Stored entries
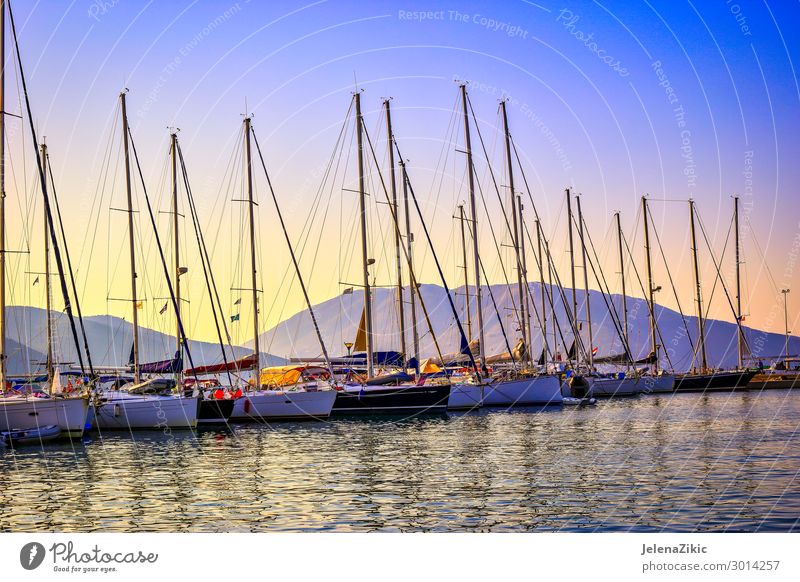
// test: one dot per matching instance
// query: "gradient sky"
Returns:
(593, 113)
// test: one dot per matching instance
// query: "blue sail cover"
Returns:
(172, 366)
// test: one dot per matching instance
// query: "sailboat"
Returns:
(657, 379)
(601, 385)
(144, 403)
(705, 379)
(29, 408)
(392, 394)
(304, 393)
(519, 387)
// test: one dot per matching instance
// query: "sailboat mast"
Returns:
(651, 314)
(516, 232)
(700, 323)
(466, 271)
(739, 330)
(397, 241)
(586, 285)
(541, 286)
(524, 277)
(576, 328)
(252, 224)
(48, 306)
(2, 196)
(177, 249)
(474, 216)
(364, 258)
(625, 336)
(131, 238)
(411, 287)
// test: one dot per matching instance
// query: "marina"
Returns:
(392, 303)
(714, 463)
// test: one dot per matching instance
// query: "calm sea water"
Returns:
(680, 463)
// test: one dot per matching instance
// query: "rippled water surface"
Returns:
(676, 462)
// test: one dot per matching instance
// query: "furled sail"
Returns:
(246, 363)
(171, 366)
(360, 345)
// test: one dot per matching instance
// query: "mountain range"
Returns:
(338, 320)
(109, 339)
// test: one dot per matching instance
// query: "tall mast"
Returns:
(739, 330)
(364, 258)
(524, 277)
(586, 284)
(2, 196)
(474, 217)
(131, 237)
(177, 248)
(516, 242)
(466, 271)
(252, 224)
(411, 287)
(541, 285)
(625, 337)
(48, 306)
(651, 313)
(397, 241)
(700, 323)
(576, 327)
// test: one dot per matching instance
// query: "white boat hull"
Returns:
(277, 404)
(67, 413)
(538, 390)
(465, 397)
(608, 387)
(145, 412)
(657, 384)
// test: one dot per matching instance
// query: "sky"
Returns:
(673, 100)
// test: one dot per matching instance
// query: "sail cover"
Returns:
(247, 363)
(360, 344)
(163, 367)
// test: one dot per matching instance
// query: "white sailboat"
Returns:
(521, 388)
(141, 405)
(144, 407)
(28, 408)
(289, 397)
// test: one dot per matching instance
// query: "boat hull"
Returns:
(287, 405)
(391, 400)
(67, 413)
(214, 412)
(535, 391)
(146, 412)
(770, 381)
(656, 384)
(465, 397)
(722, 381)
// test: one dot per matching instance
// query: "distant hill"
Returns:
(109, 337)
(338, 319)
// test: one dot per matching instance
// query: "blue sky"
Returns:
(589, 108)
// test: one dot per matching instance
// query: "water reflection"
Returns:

OBJECTIVE
Print out the whole of the material word for word, without pictures.

REPLY TO THE EXERCISE
// test: one dot per matching instance
// query: "gradient sky"
Returns:
(593, 113)
// test: one dot per matching instance
// query: "blue sail cover"
Returns:
(172, 366)
// test: one dot per matching instance
// query: "sailboat"
Returns:
(657, 379)
(601, 385)
(144, 403)
(705, 379)
(29, 408)
(392, 394)
(304, 393)
(519, 387)
// test: one dot per matching instance
// query: "sailboat mast"
Returns:
(651, 314)
(516, 232)
(700, 323)
(466, 271)
(739, 330)
(397, 241)
(586, 285)
(541, 286)
(524, 277)
(576, 328)
(252, 224)
(48, 306)
(2, 196)
(177, 249)
(474, 216)
(364, 258)
(625, 336)
(131, 238)
(411, 287)
// test: one dot per matching instance
// query: "marina"
Returns:
(392, 303)
(714, 463)
// test: one dot per matching instance
// query: "calm sea water"
Returns:
(680, 463)
// test: one dot per matching instance
// query: "rippled water surface"
Returns:
(676, 462)
// test: one dot per matching instance
// query: "furled sail"
Returns:
(246, 363)
(171, 366)
(360, 345)
// test: one dot per matching instance
// query: "mountain range"
Returns:
(338, 320)
(109, 339)
// test: one dot per matching instance
// query: "tall mast"
Returns:
(739, 330)
(364, 258)
(524, 277)
(586, 284)
(2, 196)
(474, 217)
(131, 237)
(177, 248)
(516, 242)
(466, 271)
(252, 224)
(411, 287)
(541, 285)
(625, 337)
(48, 306)
(651, 313)
(397, 241)
(700, 323)
(576, 327)
// test: one dot per matching instance
// query: "white boat hull"
Returns:
(277, 404)
(67, 413)
(538, 390)
(465, 397)
(608, 387)
(145, 412)
(657, 384)
// test: one dot per matching instance
// query: "sky"
Returns:
(673, 100)
// test: one dot per matching instance
// query: "sail cover"
Returns:
(247, 363)
(360, 344)
(163, 367)
// test: one dot per matching instance
// query: "white sailboat"
Returns:
(521, 388)
(141, 405)
(144, 407)
(28, 408)
(289, 397)
// test: one dot per matching instance
// query: "boat hull"
Returns:
(287, 405)
(391, 400)
(67, 413)
(214, 412)
(535, 391)
(146, 412)
(770, 381)
(656, 384)
(465, 397)
(722, 381)
// test: one dot per matching instance
// query: "distant hill"
Returns:
(109, 337)
(338, 319)
// test: one dot per matching instance
// query: "blue sky"
Returns:
(589, 108)
// test: one dot per matching instance
// query: "water reflection"
Returns:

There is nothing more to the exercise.